### Problem requirements
Leave the pictures out and reproduce, exactly, the lines from the one with "[find] the open" through the end of the entries below.

### Supplied material
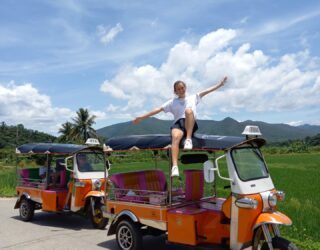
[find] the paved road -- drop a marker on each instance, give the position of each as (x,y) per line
(54,231)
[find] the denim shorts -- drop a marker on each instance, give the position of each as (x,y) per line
(180,124)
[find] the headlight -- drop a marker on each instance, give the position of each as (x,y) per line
(247,203)
(97,184)
(281,195)
(272,199)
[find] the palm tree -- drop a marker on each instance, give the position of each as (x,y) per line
(83,125)
(67,132)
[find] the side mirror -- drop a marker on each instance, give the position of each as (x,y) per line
(208,171)
(66,163)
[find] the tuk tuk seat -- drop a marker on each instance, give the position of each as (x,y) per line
(194,184)
(138,186)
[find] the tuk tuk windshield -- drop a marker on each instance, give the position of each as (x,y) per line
(90,161)
(249,163)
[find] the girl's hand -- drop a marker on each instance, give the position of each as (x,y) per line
(223,81)
(137,120)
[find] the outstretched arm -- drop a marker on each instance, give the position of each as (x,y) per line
(151,113)
(213,88)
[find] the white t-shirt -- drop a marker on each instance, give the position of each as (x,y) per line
(177,106)
(42,170)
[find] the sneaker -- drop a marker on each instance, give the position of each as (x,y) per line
(66,209)
(174,171)
(188,144)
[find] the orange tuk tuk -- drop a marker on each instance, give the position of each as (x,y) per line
(71,179)
(147,202)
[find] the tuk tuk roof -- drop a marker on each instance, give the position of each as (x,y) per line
(163,141)
(49,148)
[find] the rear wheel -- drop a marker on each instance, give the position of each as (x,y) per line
(26,209)
(97,220)
(128,235)
(278,243)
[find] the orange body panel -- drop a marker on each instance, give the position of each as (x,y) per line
(247,218)
(35,193)
(226,207)
(193,226)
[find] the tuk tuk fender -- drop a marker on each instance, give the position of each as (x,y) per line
(94,194)
(23,195)
(114,221)
(272,218)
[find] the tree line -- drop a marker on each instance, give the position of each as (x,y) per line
(78,130)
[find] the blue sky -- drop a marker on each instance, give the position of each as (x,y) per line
(119,59)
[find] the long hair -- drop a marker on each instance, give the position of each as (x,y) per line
(177,83)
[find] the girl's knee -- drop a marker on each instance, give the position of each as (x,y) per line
(188,111)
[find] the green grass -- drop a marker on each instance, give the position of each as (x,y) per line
(7,181)
(299,175)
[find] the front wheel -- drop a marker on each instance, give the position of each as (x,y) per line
(26,209)
(97,219)
(128,235)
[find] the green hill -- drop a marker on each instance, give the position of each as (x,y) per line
(10,136)
(228,126)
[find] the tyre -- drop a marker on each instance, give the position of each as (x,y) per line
(26,209)
(97,220)
(277,242)
(128,235)
(281,244)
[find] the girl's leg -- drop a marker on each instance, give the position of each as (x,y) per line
(177,135)
(189,122)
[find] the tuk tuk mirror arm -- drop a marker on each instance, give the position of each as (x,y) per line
(66,163)
(216,168)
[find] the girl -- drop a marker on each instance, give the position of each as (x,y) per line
(183,108)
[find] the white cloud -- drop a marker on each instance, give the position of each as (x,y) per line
(257,82)
(108,35)
(24,104)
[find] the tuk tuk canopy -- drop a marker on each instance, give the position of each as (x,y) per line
(49,148)
(163,141)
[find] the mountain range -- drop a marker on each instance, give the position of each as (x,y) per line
(227,126)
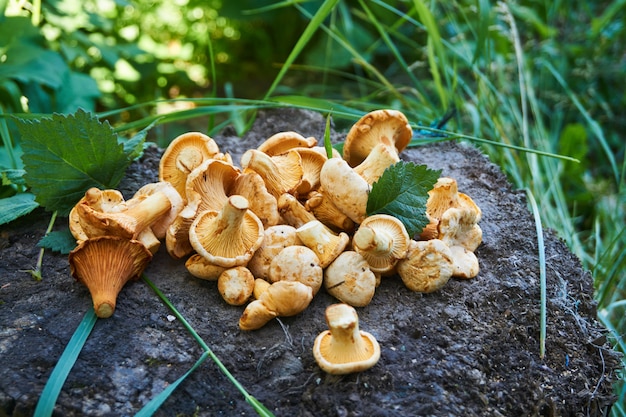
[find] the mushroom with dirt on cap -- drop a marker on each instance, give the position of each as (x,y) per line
(366,133)
(349,279)
(280,299)
(344,348)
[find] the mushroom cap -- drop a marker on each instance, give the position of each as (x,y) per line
(235,285)
(228,237)
(210,184)
(382,240)
(282,298)
(287,298)
(312,163)
(203,269)
(283,142)
(427,267)
(262,203)
(102,200)
(381,157)
(326,244)
(297,263)
(292,211)
(458,227)
(183,155)
(276,238)
(160,225)
(177,235)
(465,262)
(327,212)
(344,349)
(138,214)
(370,129)
(345,188)
(349,279)
(281,173)
(104,265)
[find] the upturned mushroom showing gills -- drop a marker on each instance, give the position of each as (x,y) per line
(382,240)
(344,349)
(228,237)
(104,265)
(365,134)
(183,155)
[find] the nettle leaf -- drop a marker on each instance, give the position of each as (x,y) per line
(60,241)
(402,192)
(15,206)
(67,154)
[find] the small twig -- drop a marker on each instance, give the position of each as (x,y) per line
(36,272)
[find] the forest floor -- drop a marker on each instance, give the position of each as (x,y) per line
(469,349)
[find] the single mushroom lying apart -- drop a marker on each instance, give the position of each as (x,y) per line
(104,265)
(344,349)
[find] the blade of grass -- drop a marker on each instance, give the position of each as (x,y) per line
(542,273)
(50,393)
(258,406)
(435,52)
(316,21)
(154,404)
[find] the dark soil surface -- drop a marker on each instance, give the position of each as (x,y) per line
(470,349)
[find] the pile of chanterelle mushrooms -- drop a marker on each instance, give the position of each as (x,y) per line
(286,222)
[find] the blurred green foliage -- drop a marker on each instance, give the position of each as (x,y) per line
(541,75)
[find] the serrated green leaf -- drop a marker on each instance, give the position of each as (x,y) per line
(60,241)
(12,176)
(402,192)
(16,206)
(66,155)
(133,147)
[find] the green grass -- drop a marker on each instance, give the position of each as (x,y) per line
(520,76)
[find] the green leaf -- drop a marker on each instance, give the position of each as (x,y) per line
(327,144)
(16,206)
(402,191)
(66,155)
(12,176)
(61,241)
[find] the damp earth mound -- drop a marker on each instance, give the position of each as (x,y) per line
(468,349)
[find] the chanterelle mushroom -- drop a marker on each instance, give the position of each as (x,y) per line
(276,238)
(368,131)
(382,240)
(349,279)
(344,349)
(458,229)
(228,237)
(183,155)
(280,299)
(297,263)
(137,215)
(427,267)
(345,188)
(104,265)
(326,244)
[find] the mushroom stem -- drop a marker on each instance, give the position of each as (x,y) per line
(147,211)
(344,348)
(367,239)
(343,324)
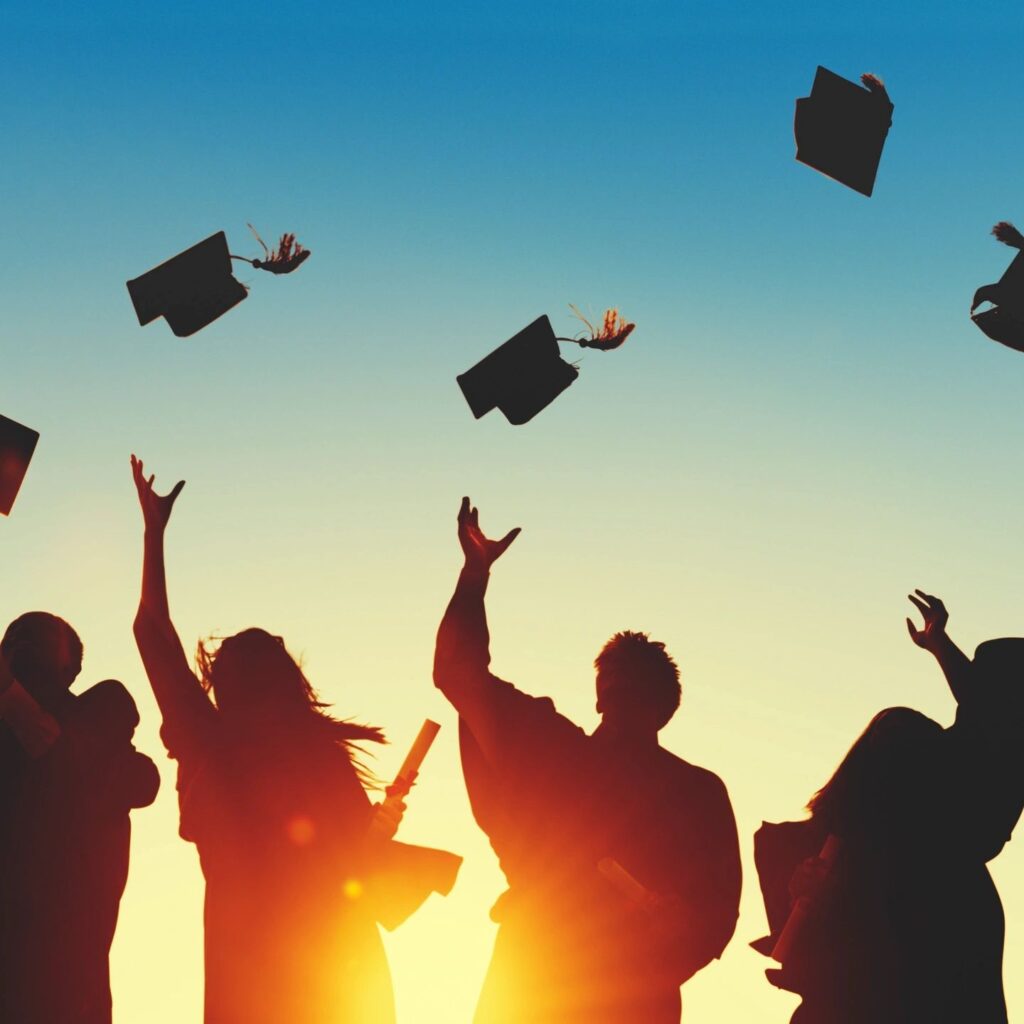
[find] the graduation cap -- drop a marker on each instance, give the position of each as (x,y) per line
(842,127)
(1005,321)
(527,373)
(196,287)
(16,444)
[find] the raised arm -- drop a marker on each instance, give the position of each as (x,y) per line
(182,700)
(933,637)
(462,655)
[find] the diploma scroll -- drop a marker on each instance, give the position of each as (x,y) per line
(802,908)
(628,886)
(411,766)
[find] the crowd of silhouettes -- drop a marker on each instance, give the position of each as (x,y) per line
(619,890)
(622,860)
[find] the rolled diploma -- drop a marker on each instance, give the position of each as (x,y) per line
(802,908)
(628,886)
(411,766)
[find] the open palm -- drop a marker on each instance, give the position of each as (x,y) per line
(156,508)
(935,615)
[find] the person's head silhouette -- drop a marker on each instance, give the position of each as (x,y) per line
(638,687)
(44,654)
(885,785)
(259,688)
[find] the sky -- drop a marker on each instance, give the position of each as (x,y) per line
(804,426)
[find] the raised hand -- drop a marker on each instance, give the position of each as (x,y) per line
(480,552)
(936,616)
(1008,235)
(156,508)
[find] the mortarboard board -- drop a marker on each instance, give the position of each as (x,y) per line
(16,445)
(521,377)
(190,290)
(841,128)
(1005,322)
(527,373)
(196,287)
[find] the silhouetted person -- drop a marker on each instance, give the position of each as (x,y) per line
(987,750)
(291,848)
(69,777)
(898,929)
(557,803)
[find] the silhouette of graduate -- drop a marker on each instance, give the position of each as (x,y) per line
(69,778)
(903,923)
(299,865)
(622,859)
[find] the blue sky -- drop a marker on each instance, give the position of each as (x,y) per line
(804,426)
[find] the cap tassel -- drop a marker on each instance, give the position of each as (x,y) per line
(289,255)
(612,332)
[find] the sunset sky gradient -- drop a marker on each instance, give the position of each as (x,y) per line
(804,426)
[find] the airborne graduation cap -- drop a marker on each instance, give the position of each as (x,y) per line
(527,373)
(16,444)
(842,127)
(1005,322)
(196,287)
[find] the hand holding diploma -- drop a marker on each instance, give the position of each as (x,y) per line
(388,813)
(808,883)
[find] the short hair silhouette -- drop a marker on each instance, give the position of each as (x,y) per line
(639,671)
(43,651)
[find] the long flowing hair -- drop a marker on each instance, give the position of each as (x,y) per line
(883,784)
(261,665)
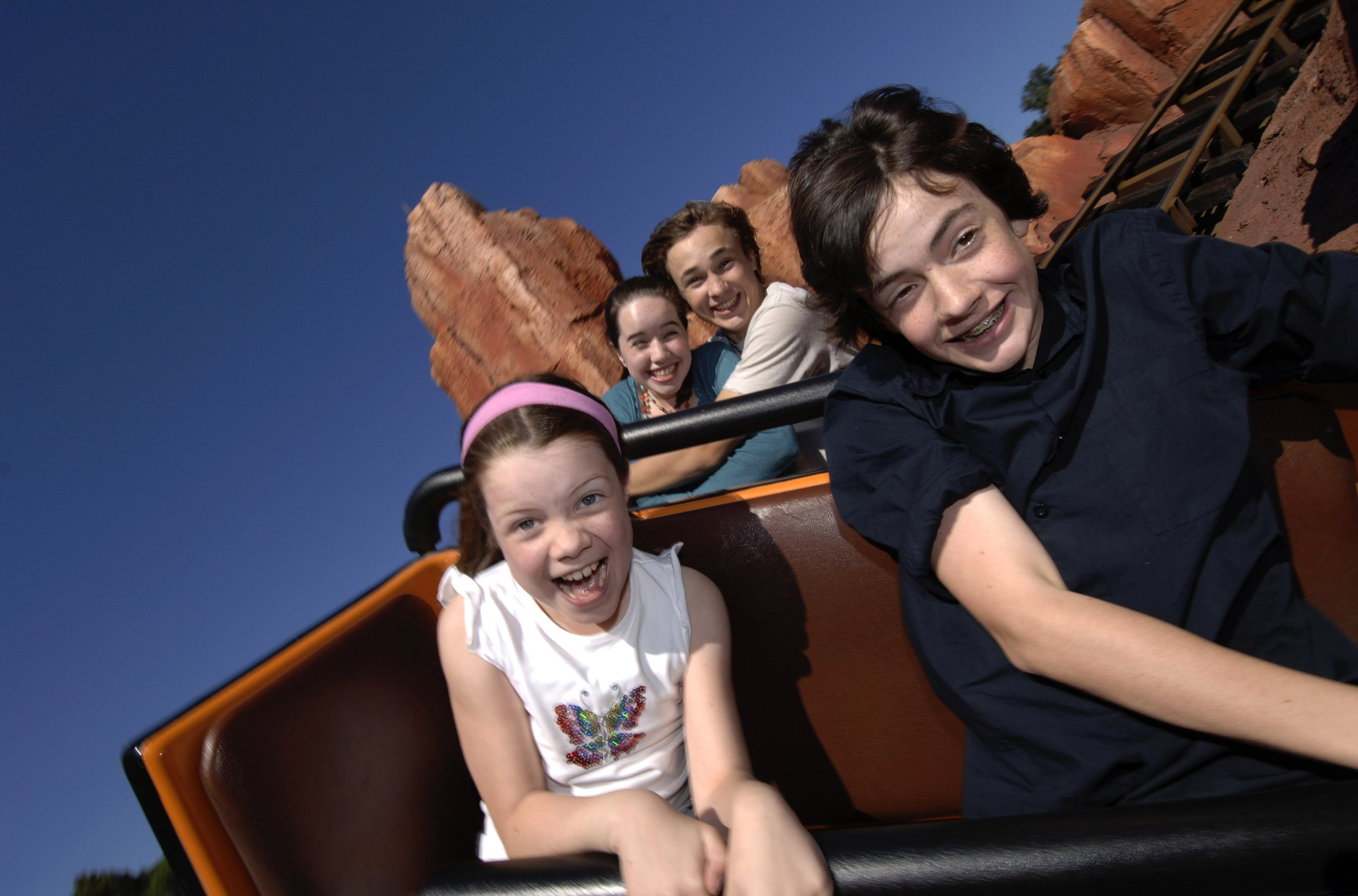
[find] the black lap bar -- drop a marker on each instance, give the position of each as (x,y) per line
(1300,842)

### Full response
[find] the open palm -- drop a marker on each instance, give the position of each as (x,y) per line
(156,508)
(935,615)
[find] the person's head silhouette -- drop a marker on each instance, give the position of each as (x,y) per line
(638,687)
(44,654)
(885,785)
(259,688)
[find] the sky -- drop a marker on each instance, give the position of each as (x,y) per line
(804,426)
[find] the raised hand -- drop a marker on each instance, give the position of each as (x,y) per line
(480,552)
(936,616)
(1008,235)
(156,508)
[find] the mortarboard board -- drop a marker on each instance, give the position of each as (x,y) per line
(16,445)
(521,377)
(190,290)
(841,128)
(1005,322)
(527,373)
(196,287)
[find] the silhouetted person -- drop a marker on each instance, give the position of each as (x,y) per line
(987,750)
(291,848)
(69,777)
(898,929)
(557,803)
[find] the silhouette of graduate -- drop a marker on each instance, give the position of each as (x,y) per line
(69,778)
(903,923)
(299,865)
(622,859)
[find] the blue sky -- drop a marker on each instance, give the position of each as (x,y) per line
(804,426)
[find] the cap tassel -- drop a marker on each instance, give the position of each as (x,y) per line
(289,255)
(612,332)
[find] the sunset sky gradient -- drop a marker on each instance, give the position of each as (x,y) per line
(804,426)
[find] the airborne graduation cap -- drop a marker on each instance, give the position of each as (x,y) per line
(527,373)
(16,444)
(842,127)
(1005,322)
(196,287)
[find] the hand holding diploma -- drop a marker on each instance, give the position of each as (x,y) per line
(388,813)
(808,883)
[find] the short hair silhouette -- drop a marker on each instance, give the position of each as (x,y) per line
(639,671)
(43,651)
[find] the long flowing hair -- drop a marker on each instance, give the position of each as (x,y) per line
(883,784)
(261,665)
[find] the black lap bar -- drop a marker on each instance, give the position of each as (x,y) per line
(1300,842)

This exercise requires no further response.